§ TASK DETAILS: Your task is to transcribe the entries below exactly, beginning with the line containing "Please outline every instance of the wing" and ending with the final line, and to add nothing else.
***** EXTRACTED INFORMATION *****
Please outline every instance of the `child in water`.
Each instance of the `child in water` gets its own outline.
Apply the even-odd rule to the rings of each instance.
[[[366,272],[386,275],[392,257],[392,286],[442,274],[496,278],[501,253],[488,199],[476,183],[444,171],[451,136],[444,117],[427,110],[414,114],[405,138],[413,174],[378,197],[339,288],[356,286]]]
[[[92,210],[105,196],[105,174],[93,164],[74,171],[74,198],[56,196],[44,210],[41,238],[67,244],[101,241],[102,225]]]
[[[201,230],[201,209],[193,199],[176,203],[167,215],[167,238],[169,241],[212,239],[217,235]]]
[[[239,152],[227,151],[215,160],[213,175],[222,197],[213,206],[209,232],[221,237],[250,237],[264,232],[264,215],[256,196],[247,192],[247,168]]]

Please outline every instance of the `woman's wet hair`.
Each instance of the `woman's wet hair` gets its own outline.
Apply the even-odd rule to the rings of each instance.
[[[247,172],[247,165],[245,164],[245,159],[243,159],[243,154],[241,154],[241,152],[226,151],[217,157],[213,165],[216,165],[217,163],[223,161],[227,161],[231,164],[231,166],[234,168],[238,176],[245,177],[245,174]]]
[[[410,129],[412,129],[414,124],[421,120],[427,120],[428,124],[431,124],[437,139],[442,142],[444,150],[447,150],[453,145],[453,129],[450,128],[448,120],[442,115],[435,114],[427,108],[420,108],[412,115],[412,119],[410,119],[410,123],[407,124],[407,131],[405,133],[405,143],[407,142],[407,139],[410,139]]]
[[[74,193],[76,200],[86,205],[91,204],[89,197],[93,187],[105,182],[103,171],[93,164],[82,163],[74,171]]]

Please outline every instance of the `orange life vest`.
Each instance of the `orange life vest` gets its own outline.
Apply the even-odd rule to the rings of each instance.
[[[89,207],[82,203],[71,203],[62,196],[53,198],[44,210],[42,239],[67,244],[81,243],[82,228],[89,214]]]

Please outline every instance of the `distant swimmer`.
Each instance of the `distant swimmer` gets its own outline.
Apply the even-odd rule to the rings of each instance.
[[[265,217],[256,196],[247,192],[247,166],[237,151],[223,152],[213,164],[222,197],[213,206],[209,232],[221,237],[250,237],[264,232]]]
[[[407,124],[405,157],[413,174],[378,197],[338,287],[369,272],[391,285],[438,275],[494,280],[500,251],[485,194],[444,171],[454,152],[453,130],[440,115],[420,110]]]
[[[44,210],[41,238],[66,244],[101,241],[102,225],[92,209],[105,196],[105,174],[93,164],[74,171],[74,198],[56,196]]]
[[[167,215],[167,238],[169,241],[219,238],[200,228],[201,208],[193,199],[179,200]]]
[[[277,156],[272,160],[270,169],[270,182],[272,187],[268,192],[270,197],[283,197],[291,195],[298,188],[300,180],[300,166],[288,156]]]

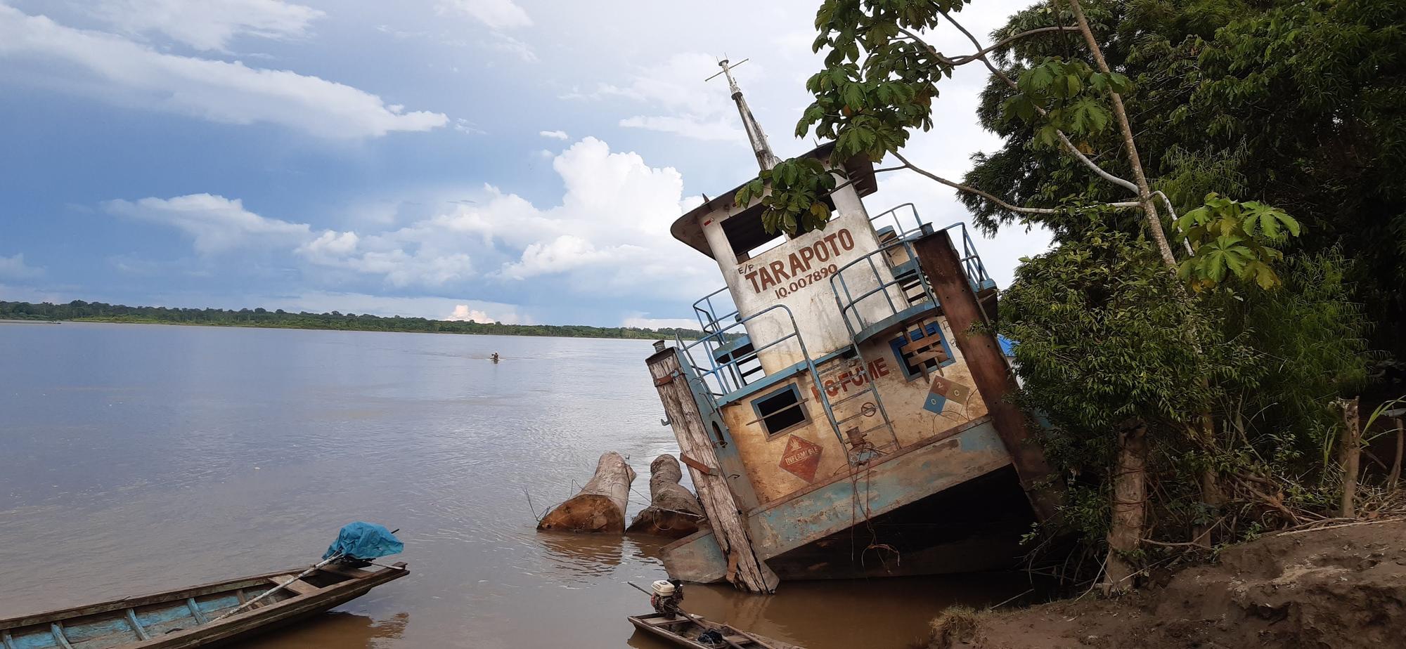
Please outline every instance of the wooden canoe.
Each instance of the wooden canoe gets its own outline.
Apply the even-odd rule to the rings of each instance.
[[[678,646],[688,646],[690,649],[718,649],[718,646],[727,649],[806,649],[803,646],[787,645],[756,634],[738,631],[734,627],[717,624],[699,615],[688,618],[682,615],[651,612],[648,615],[630,615],[630,624],[645,634],[654,635],[655,638],[669,641]],[[696,642],[696,638],[709,629],[721,631],[724,643],[703,645]]]
[[[240,612],[239,604],[307,568],[0,620],[3,649],[183,649],[243,639],[361,597],[408,575],[405,563],[366,570],[328,565]]]

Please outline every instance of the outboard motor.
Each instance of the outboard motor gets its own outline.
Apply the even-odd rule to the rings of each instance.
[[[654,612],[669,617],[679,617],[679,603],[683,601],[683,582],[678,579],[661,579],[650,586],[650,605]]]

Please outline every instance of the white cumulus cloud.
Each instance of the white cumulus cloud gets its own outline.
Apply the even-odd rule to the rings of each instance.
[[[637,69],[626,84],[600,83],[589,93],[572,91],[562,98],[626,98],[664,111],[661,115],[634,115],[620,119],[620,126],[641,128],[702,140],[745,142],[737,108],[723,77],[700,83],[718,72],[717,59],[702,52],[679,52],[668,59]],[[748,70],[754,77],[762,67]],[[723,84],[718,87],[717,84]]]
[[[0,65],[42,66],[48,81],[124,104],[215,122],[270,122],[329,139],[429,131],[449,118],[406,112],[364,90],[290,70],[157,52],[0,4]]]
[[[479,302],[482,303],[482,302]],[[454,305],[454,312],[446,316],[446,320],[451,322],[478,322],[478,323],[492,323],[501,322],[503,324],[529,324],[529,322],[519,316],[513,310],[495,312],[496,316],[488,315],[484,309],[472,309],[470,305]]]
[[[302,38],[314,20],[326,15],[283,0],[103,0],[91,11],[124,34],[160,32],[219,52],[238,35]]]

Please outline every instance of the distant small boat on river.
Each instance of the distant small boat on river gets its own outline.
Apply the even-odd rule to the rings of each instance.
[[[690,649],[806,649],[803,646],[787,645],[770,638],[761,638],[745,631],[740,631],[725,624],[717,624],[700,615],[668,615],[664,612],[650,612],[644,615],[630,615],[630,624],[655,638],[672,642]],[[707,634],[716,634],[714,642],[709,642]]]
[[[409,573],[405,563],[366,570],[326,565],[283,590],[305,568],[236,577],[166,593],[0,620],[4,649],[177,649],[247,638],[361,597]]]

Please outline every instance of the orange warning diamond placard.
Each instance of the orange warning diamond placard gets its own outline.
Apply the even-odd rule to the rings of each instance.
[[[815,479],[815,469],[820,466],[820,451],[818,444],[790,435],[786,440],[786,450],[782,451],[779,466],[792,472],[796,478],[811,482]]]

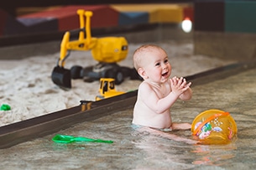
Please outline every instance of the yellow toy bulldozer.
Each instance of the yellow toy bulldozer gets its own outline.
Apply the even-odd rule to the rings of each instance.
[[[64,34],[60,58],[51,74],[52,81],[62,88],[69,89],[71,88],[71,79],[83,78],[85,81],[93,81],[100,78],[113,78],[117,85],[121,84],[128,76],[131,79],[139,79],[133,68],[122,67],[117,64],[127,57],[128,44],[126,39],[124,37],[91,37],[92,12],[79,9],[77,14],[80,20],[79,38],[77,40],[70,41],[71,32],[67,31]],[[98,64],[86,68],[74,65],[71,70],[65,69],[65,62],[71,50],[91,50],[93,59],[98,61]]]

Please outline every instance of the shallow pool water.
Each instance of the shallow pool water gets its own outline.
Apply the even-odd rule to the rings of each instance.
[[[208,109],[230,112],[238,138],[227,145],[189,145],[131,126],[132,110],[117,111],[59,133],[114,143],[55,143],[52,134],[0,150],[0,169],[254,169],[256,69],[192,86],[193,98],[171,108],[174,121],[192,122]],[[190,131],[171,131],[191,138]]]

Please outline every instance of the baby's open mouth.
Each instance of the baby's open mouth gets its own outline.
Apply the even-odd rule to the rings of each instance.
[[[162,76],[166,76],[168,72],[162,74]]]

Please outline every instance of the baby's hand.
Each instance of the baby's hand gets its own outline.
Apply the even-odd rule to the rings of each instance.
[[[177,78],[176,76],[173,77],[170,80],[172,92],[180,96],[184,91],[188,90],[191,83],[186,83],[185,78],[180,77]]]

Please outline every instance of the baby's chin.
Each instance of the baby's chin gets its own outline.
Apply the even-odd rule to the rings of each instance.
[[[168,80],[170,78],[170,72],[166,72],[165,74],[162,74],[162,79],[163,80],[165,80],[165,79]]]

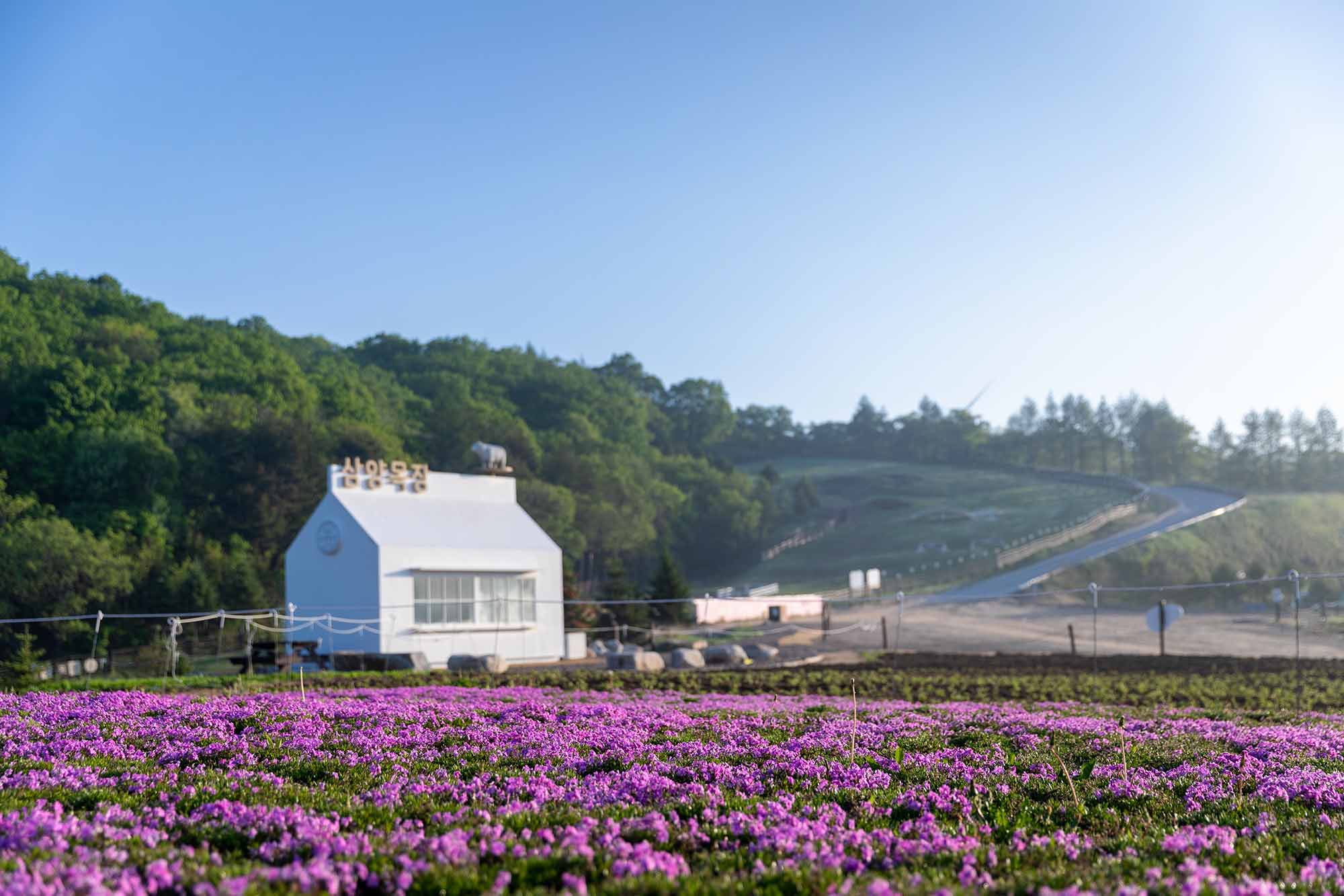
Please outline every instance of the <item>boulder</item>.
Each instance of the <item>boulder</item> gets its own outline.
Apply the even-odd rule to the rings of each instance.
[[[706,666],[745,666],[751,662],[741,644],[716,644],[704,648]]]
[[[754,663],[767,663],[780,657],[780,648],[771,644],[747,644],[743,650]]]
[[[607,654],[606,667],[626,671],[663,671],[663,657],[649,650],[641,650],[637,654]]]
[[[668,657],[668,666],[672,669],[703,669],[704,657],[694,647],[677,647]]]
[[[332,655],[336,671],[429,671],[425,654],[370,654],[359,650],[339,650]]]
[[[448,658],[448,667],[450,671],[501,673],[508,671],[508,661],[499,654],[482,654],[480,657],[472,654],[453,654]]]

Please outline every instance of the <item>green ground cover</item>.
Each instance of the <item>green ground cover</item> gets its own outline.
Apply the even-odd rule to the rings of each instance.
[[[939,568],[949,561],[956,564],[976,541],[1027,538],[1070,525],[1128,496],[1116,488],[939,464],[784,457],[745,464],[741,470],[757,475],[766,463],[780,474],[775,494],[786,509],[792,506],[794,484],[804,478],[813,483],[820,499],[820,506],[805,515],[786,514],[771,541],[782,541],[794,529],[810,530],[843,517],[823,538],[792,548],[739,576],[743,583],[778,581],[794,592],[843,588],[849,569],[876,566],[919,577],[934,562]],[[933,517],[943,510],[965,511],[973,518]],[[948,553],[919,553],[923,542],[943,544]]]

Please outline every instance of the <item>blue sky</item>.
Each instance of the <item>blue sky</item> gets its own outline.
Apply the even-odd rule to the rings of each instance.
[[[0,4],[0,246],[734,404],[1344,412],[1344,5]]]

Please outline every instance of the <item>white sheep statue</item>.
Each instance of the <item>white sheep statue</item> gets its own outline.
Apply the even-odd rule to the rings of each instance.
[[[482,470],[508,470],[505,465],[508,461],[508,453],[504,451],[503,445],[491,445],[484,441],[473,441],[472,451],[476,456],[481,459]]]

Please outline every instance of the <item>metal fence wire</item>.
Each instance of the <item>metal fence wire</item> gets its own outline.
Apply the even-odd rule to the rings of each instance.
[[[929,651],[1106,655],[1207,655],[1344,658],[1344,573],[1297,573],[1265,578],[1169,585],[1044,589],[1007,595],[957,592],[824,596],[823,615],[766,620],[786,597],[735,597],[761,605],[761,619],[695,626],[585,628],[591,642],[648,646],[763,642],[793,654]],[[620,607],[685,600],[595,600],[538,604]],[[386,609],[386,607],[384,607]],[[81,613],[0,619],[0,626],[91,623],[87,651],[48,657],[47,677],[227,675],[293,669],[321,655],[332,635],[358,635],[367,655],[379,650],[383,623],[280,609],[210,613]],[[144,638],[144,628],[155,634]],[[140,631],[126,646],[130,627]],[[120,632],[118,632],[120,630]],[[0,650],[0,652],[4,652]]]

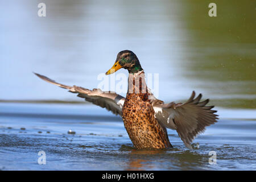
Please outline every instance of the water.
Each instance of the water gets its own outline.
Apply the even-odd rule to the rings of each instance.
[[[207,1],[47,0],[44,18],[39,2],[1,2],[0,169],[255,170],[255,2],[216,2],[216,18]],[[184,101],[195,90],[217,106],[220,119],[194,150],[169,130],[174,148],[135,150],[120,118],[32,73],[97,88],[127,49],[159,73],[159,99]]]
[[[145,151],[133,147],[121,118],[96,106],[0,106],[5,108],[0,112],[0,168],[5,170],[256,169],[255,115],[232,119],[230,111],[223,111],[219,122],[194,140],[193,150],[168,130],[174,148]],[[70,129],[76,134],[68,134]],[[46,152],[46,165],[38,164],[40,151]],[[217,164],[209,163],[212,151]]]

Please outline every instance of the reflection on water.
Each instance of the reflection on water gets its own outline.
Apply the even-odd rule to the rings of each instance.
[[[255,2],[215,2],[210,18],[209,1],[46,0],[40,18],[37,1],[1,1],[0,102],[47,107],[1,104],[0,169],[255,169]],[[159,73],[159,99],[184,100],[195,90],[228,107],[196,139],[199,148],[188,151],[168,131],[174,148],[135,151],[121,118],[56,106],[83,101],[32,73],[92,89],[123,49],[146,73]],[[42,150],[48,166],[36,163]],[[213,150],[217,166],[208,163]]]
[[[218,106],[255,108],[254,1],[217,1],[213,18],[207,1],[44,3],[44,18],[34,1],[1,4],[0,100],[82,101],[31,72],[92,89],[128,49],[160,73],[161,100],[195,90]]]
[[[121,118],[114,119],[110,113],[99,109],[81,105],[1,104],[0,169],[256,169],[255,115],[224,119],[237,111],[223,110],[219,122],[194,140],[193,150],[171,130],[168,133],[174,148],[136,150]],[[76,134],[68,134],[69,130]],[[47,165],[36,163],[42,150]],[[217,152],[217,165],[208,163],[211,151]]]

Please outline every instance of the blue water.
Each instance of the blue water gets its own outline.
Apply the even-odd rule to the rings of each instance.
[[[174,148],[145,151],[133,147],[120,117],[96,106],[0,106],[0,168],[4,170],[256,169],[255,117],[229,119],[229,110],[196,138],[193,150],[168,130]],[[251,110],[246,113],[250,115]],[[69,130],[76,133],[68,134]],[[40,151],[46,152],[45,165],[38,163]],[[212,151],[216,164],[209,163]]]

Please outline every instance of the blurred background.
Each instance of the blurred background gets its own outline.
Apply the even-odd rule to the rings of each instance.
[[[42,2],[46,17],[38,15]],[[208,15],[212,2],[217,17]],[[0,170],[255,170],[255,5],[1,1]],[[120,117],[32,73],[92,89],[123,49],[137,55],[146,73],[159,73],[159,99],[183,102],[195,90],[216,106],[220,119],[193,150],[169,129],[174,148],[135,150]],[[46,165],[38,163],[40,151]],[[212,151],[217,165],[209,164]]]
[[[32,72],[92,89],[130,49],[159,73],[160,100],[195,90],[217,106],[255,108],[255,2],[214,1],[209,17],[212,1],[44,1],[46,17],[41,1],[2,2],[1,101],[83,102]]]

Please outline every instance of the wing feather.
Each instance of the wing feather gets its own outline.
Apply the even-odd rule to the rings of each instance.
*****
§ PROBLEM SOLUTION:
Please outline every instance of the wing feather.
Each instance of the wing feather gets its own outline.
Apply the even-odd rule to the rings of each instance.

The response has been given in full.